Pointing and labeling entries
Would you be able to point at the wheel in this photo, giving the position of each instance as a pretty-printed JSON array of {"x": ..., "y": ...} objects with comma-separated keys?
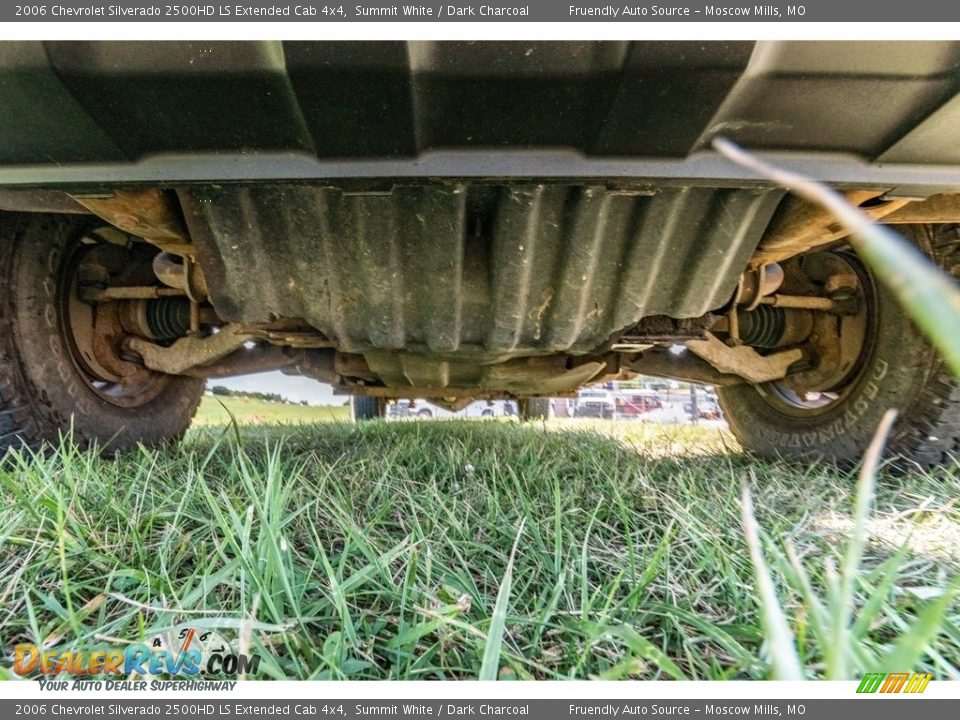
[
  {"x": 365, "y": 407},
  {"x": 60, "y": 363},
  {"x": 534, "y": 408},
  {"x": 894, "y": 367}
]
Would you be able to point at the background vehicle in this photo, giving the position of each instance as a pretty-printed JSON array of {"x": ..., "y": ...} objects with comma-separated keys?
[
  {"x": 423, "y": 410},
  {"x": 634, "y": 403},
  {"x": 470, "y": 221},
  {"x": 595, "y": 403}
]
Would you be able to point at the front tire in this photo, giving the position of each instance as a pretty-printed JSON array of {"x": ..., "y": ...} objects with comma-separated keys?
[
  {"x": 46, "y": 386},
  {"x": 899, "y": 369}
]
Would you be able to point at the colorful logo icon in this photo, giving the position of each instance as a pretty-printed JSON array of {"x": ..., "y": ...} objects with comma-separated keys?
[{"x": 894, "y": 683}]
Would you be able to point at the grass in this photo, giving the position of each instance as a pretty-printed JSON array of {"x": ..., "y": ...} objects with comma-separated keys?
[{"x": 422, "y": 550}]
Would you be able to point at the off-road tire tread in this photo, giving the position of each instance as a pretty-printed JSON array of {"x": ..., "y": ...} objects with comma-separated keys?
[
  {"x": 28, "y": 417},
  {"x": 927, "y": 432}
]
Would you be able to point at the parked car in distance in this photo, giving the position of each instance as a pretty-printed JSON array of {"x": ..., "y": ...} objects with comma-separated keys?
[
  {"x": 405, "y": 408},
  {"x": 634, "y": 403},
  {"x": 707, "y": 409},
  {"x": 595, "y": 403}
]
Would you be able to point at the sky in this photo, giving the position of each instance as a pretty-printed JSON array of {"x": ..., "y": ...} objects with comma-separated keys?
[{"x": 292, "y": 387}]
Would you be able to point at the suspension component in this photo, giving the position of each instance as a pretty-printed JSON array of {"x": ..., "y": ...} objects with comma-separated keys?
[
  {"x": 769, "y": 326},
  {"x": 166, "y": 318}
]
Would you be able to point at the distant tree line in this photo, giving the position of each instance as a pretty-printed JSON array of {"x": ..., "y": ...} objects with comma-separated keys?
[{"x": 265, "y": 397}]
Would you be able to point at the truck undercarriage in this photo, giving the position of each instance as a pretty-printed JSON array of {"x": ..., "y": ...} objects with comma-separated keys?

◆ **SET EXERCISE**: Make a word-for-word copy of the entries, without any pictures.

◆ **SOLUTION**:
Would you be able to point at the wheel in this photo, giving the position of each instance as a pretty-printed JSON array of {"x": ..., "y": ...} objects with comma-separated keys?
[
  {"x": 365, "y": 407},
  {"x": 60, "y": 363},
  {"x": 534, "y": 408},
  {"x": 894, "y": 367}
]
Would you be able to point at the background vehicle in this photo, giving the position of each instance as a pretty-printed JSON array of {"x": ..., "y": ...} objects with comma-separated keys?
[
  {"x": 423, "y": 410},
  {"x": 634, "y": 403},
  {"x": 470, "y": 221},
  {"x": 595, "y": 403}
]
Would you be able to point at the front tire in this photo, giving the position of each instance as a pretty-printed JSON array of {"x": ..., "y": ...} objects with comma-separated keys?
[
  {"x": 46, "y": 386},
  {"x": 899, "y": 369}
]
Would you be able to point at the colorful logo icon in this photo, giving the position of each instance as a pretty-printed JSON array of {"x": ..., "y": ...} objects with comma-separated keys?
[{"x": 894, "y": 683}]
Would you be able to point at the grass in this photo, giving the position of each instance as a pretty-printed JSON array of {"x": ..., "y": ...} objects with comma-separated keys?
[{"x": 422, "y": 550}]
Would you be able to point at the off-road tire tread in this photo, giving the position of each instance as a pretty-printed JSON array of {"x": ..., "y": ...} objects with comma-separated keys?
[
  {"x": 28, "y": 417},
  {"x": 927, "y": 432}
]
Would you be able to point at the parked car in distance in this photo, giving the position of each instance as a pretty-printed JSON array of {"x": ..., "y": ...} objects with comma-separated keys?
[
  {"x": 405, "y": 408},
  {"x": 634, "y": 403},
  {"x": 707, "y": 409},
  {"x": 595, "y": 403}
]
Would you be able to point at the sky in this photo, giving the position of each instance as a pretty-printed JSON array of {"x": ..., "y": ...} objects with comma-separated keys?
[{"x": 292, "y": 387}]
Would you be able to point at the suspension component in this photo, giving the position of each instance as a pretty-printed JSON array of {"x": ..., "y": ...} objects with comma-separated keys?
[
  {"x": 769, "y": 326},
  {"x": 166, "y": 318}
]
Would you be able to point at the distant tree line in this photo, giving the position of each instance as a pretty-printed JSON array of {"x": ..., "y": ...} objects with comma-separated keys?
[{"x": 265, "y": 397}]
Would you be able to point at the truck undercarriage in this photo, giving the position of each instance as a pretty-printed JSON array of {"x": ..., "y": ...} objects with comma-separated keys?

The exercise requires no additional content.